* _WORK TO COMPLETE_
**a.** In the article on Carrie Pringle and the 1882 Flowermaidens, which conductor does Wagner praise for his zeal?
**b.** From the article on the 1882 Flowermaidens, repeat word for word the passage that begins with the words containing "Musical Times, Spring" and ends with "wir dir blühen!".
**c.** Go on with the article about Carrie Pringle and the 1882 Flowermaidens, starting after its last sentence.

* _DOCUMENT EXTRACT_
------

'Wir welken und sterben dahinnen': Carrie Pringle and the solo Flowermaidens of 1882

Musical Times, Spring 2005 by Cormack, David

Hier im Garten pflückt uns der Meister: wir blühen im Sommer, dann welken und sterben wir. Sei uns hold, so lange wir dir blühen!

Parzival second prose sketch, finished 23 February 1877

THERE ARE CONTEMPORARY PHOTOGRAPHS of them in costume.1 There is the 1882 playbill showing Frauleins Horson, Meta and Pringle as the first group of 'Klingsor's Zaubermadchen', and André, Galfy and Belce as the second.2 And there is Wagner's own testimony:

The scene with Klingsor's enchanted flowers was utterly unsurpassable, and probably the most masterly piece of direction in terms of music and staging that has ever come my way: it had been a question here of assembling six so-called leading sopranos with equally light, high voices, and of choosing a further twenty-four young leading chorus members with equally good voices and charming appearances. Thanks to the zeal of our admirable conductor, Kapellmeister Levi, whose enthusiasm I cannot praise enough, this was a total success: I had singers from five Court Theatres who normally sing Elisabeth, Elsa, Sieglinde and even Brunnhilde (Frl. André from Brunswick). I cannot begin to describe these ladies' engaging enthusiasm; the admirable Forges had played a significant part in rehearsing them, too.

In the contemporaneous Bayreuth: ein Wegweiser their professional provenance may be found:4

There is more to be discovered about the first Parsifal solo Flowermaidens, some of it on the Internet,5 but much else through traditional research.

------

* _GIVEN DATA_

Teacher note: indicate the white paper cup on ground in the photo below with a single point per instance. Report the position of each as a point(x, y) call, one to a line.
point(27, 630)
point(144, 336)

------

* _RESPONSES TO THE TASKS_
**a.** Kapellmeister Levi.

**b.**
Musical Times, Spring 2005 by Cormack, David

Hier im Garten pflückt uns der Meister: wir blühen im Sommer, dann welken und sterben wir. Sei uns hold, so lange wir dir blühen!

**c.**
Johanna André was born on 30 June 1859 'n Doberan in Mecklenburg. After her début in 1875 in Berlin she was engaged by the Braunschweig Court Theatre, where she remained until her retirement from the stage in 1906. Wagner himself credited her with the role there of Brünnhilde, prior to her creation of the role of solo Flowermaiden, reprised in 1883 and 1884. She later gave concert appearances and taught, Ida von Scheele-Muüller being one of her pupils. She died in Braunschweig on 23 June 1926.

Luise Belce was born in Vienna (as Luise Baumann) on 24 October 1862. She made her début as Elsa in Karlsruhe in 1881 before becoming solo Flowermaiden at Bayreuth in 1882. Glasenapp recorded that after the Festival Wagner sent a note of thanks to her 'as representative, so to speak, of the Flowermaidens' since he was unable to write to each of them individually.6 Belce sang a solo Flowermaiden again in 1883 and 1884, and in 1886 as Luise Reuß-Belce following her marriage to the conductor and composer Eduard Reuß.7 She went on to sing leading roles (notably Fricka) at Bayreuth between 1889 and 1912. Her New York Met début was as Venus in Tannhäuser in 1901. Two days later she sang Elisabeth and in the course of the 1901/02 season also appeared as the Walkure Brünnhilde, Eisa, Isolde, Eva, the Rheingold Fricka, Ortrud, Gutrune and Sieglinde. In 1903 she sang Iolanthe in the Met premiere of Ethel Smyth's Der Wald, in which role and that of Ortrud she was recorded on Mapleson rolls. After her singing career she directed opera and was a formidable singing coach at Bayreuth until 1933. In a kind of ultimatum in 1915 Eva Chamberlain mentioned her daughter Lisel as a possible bride for the bachelor Siegfried Wagner, before Winifred Williams-Klindworth emerged to save the day.8 On 5 March 1945 Luise Reuß-Belce was found dead in a refugee train at Aichach near Augsburg. She had been fleeing the bombing of Dresden. She was probably the last surviving singer to have performed under Wagner's own direction.

Hermine Galfy was born (as Hermine Katzmayr) in Vienna on 25 October 1856. After her career began in Graz in 1874, she joined the Schwerin Court Theatre in 1880, where she sang Eva in 1881. She receives this testimonial in Cosima's diaries some weeks after the 1882 Parsifal performances: 'R. had a restful night, and in the morning he visits the children. Later in the morning he starts a letter to Frl. Galfy but then addresses it to Frl. Belce, since he no longer has any clear memory of Frl. G."; Nevertheless Galfy returned to sing a solo Flowermaiden and First Squire at Bayreuth in 1883 and 1884. She died in Vienna in April 1933.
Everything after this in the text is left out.